■ What you have to do ■
Your task is to copy the stretch of lines in the records below that begins with the line containing "Target: shadow on ground" and ends with the line containing "mirror in the photo above.", exactly as written, with nothing added.

■ Material for the task ■
----------

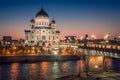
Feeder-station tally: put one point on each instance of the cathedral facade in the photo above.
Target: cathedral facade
(42, 30)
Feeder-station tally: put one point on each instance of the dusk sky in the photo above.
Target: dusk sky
(73, 17)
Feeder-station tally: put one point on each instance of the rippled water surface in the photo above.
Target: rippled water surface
(50, 70)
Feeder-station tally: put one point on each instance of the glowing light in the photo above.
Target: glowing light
(96, 66)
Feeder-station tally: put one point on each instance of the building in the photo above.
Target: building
(42, 30)
(7, 41)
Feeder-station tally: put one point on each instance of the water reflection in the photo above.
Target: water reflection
(14, 71)
(96, 63)
(53, 70)
(44, 69)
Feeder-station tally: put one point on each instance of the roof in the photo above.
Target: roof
(53, 21)
(42, 28)
(42, 13)
(27, 30)
(32, 20)
(57, 31)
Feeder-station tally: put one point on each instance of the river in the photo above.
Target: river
(53, 70)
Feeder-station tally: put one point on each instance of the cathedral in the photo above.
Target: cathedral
(42, 30)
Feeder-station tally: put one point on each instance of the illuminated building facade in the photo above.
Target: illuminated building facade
(42, 30)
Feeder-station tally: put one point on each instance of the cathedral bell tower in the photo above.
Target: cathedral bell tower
(32, 23)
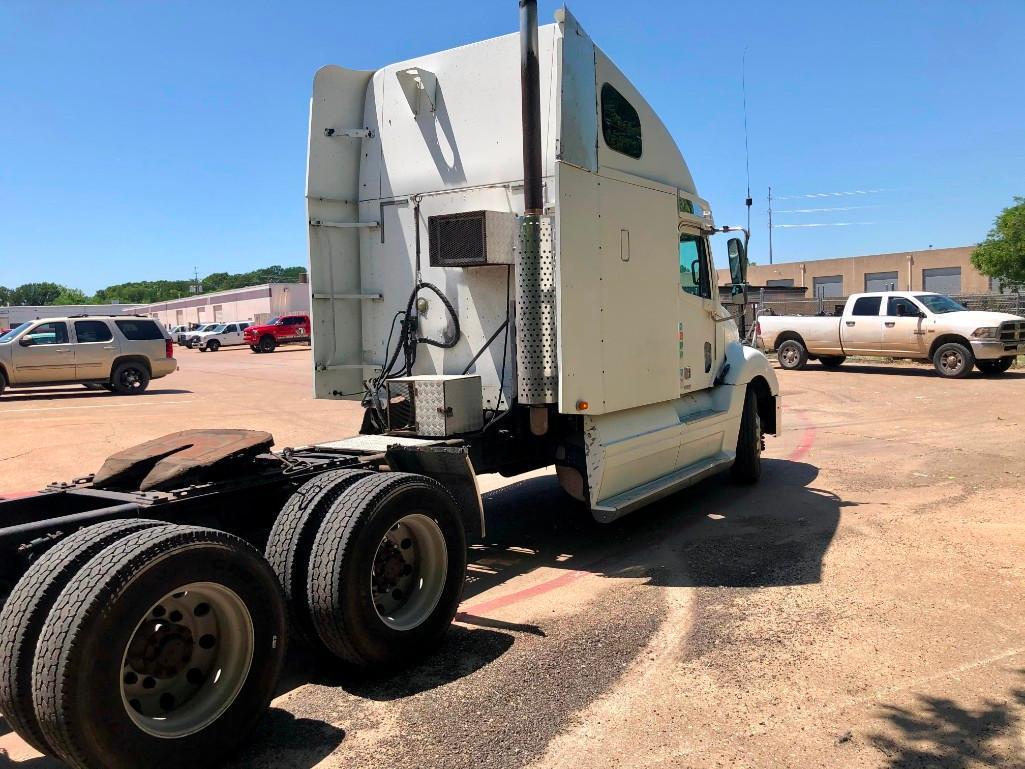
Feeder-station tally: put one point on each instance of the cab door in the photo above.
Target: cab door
(94, 350)
(903, 331)
(696, 330)
(44, 354)
(861, 326)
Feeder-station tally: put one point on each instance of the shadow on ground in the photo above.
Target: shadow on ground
(939, 733)
(281, 740)
(69, 394)
(714, 534)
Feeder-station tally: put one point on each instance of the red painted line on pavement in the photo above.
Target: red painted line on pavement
(15, 494)
(523, 595)
(806, 442)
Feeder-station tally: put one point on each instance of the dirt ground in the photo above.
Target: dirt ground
(860, 607)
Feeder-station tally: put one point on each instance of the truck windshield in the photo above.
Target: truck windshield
(937, 302)
(13, 332)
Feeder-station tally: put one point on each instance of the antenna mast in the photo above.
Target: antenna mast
(747, 154)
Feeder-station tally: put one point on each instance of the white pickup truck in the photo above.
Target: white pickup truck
(898, 324)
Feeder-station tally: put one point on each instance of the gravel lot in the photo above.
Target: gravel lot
(860, 607)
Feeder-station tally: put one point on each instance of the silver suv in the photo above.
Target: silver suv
(119, 353)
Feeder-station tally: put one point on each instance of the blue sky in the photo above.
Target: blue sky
(139, 139)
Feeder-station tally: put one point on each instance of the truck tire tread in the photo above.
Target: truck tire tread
(288, 547)
(68, 664)
(27, 608)
(343, 632)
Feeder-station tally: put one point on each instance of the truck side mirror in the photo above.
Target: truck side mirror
(738, 261)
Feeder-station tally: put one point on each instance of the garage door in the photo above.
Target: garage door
(880, 281)
(942, 280)
(828, 285)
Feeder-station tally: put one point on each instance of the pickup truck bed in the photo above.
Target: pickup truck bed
(898, 324)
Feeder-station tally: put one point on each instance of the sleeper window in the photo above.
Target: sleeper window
(620, 123)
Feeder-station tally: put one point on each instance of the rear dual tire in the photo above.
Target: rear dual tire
(27, 609)
(373, 565)
(792, 355)
(160, 642)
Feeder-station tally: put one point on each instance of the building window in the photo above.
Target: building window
(880, 281)
(941, 280)
(620, 123)
(828, 285)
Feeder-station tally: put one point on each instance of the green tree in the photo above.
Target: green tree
(36, 293)
(1001, 255)
(72, 296)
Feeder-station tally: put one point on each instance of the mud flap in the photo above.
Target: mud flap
(449, 466)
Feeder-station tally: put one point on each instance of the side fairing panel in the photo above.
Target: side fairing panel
(332, 191)
(618, 280)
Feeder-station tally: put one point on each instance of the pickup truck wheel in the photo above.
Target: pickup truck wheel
(130, 378)
(27, 609)
(162, 651)
(291, 540)
(994, 368)
(953, 360)
(747, 467)
(386, 570)
(791, 355)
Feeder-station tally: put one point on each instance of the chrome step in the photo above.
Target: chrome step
(626, 501)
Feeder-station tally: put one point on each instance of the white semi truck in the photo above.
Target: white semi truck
(505, 284)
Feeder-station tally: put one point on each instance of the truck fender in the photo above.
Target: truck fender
(746, 366)
(449, 466)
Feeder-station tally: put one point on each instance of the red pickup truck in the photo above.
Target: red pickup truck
(283, 330)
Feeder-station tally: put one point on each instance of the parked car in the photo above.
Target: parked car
(224, 334)
(119, 353)
(898, 324)
(287, 329)
(189, 338)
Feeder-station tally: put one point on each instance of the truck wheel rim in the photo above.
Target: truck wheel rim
(409, 572)
(131, 378)
(187, 660)
(952, 361)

----------

■ Exercise answer ■
Target: shadow on ground
(939, 733)
(281, 740)
(69, 394)
(714, 534)
Feeder-station tally: put one point on each instance of the red painted line on pavement in the photo above.
Target: red painted line on pavement
(15, 494)
(523, 595)
(806, 442)
Feeder-station tally: put one point on each instance of the dirt ground in the photo above.
Target: dirt ground
(860, 607)
Feeder-station tally: put one point on each instance of the truck windshield in the photo above.
Target: truck windshield
(937, 302)
(13, 332)
Feeder-station tally: put one point on each instance of the antenna mast in the photo above.
Target: antenna mast
(747, 154)
Feeder-station tally: put one point on each instance of the white pickup truck in the photo above.
Target: white pickup truck
(898, 324)
Feeder-station tally: put one point on each instance of the gravel lot in the photo above.
Target: gravel lot
(860, 607)
Feeder-station tally: put one point on each instance of the silver suv in the photo above.
Target: silver suv
(119, 353)
Feeder-station tally: put one point on each instance of the blue sky in the photo above.
Target: blue sky
(139, 139)
Feeder-station tally: put one point on each instance of the truck tire tread in the photo above.
Target: truck tire tread
(288, 547)
(68, 664)
(27, 608)
(343, 632)
Feeder-station tally: put one point on each instance of the truck side mirror in the photo above.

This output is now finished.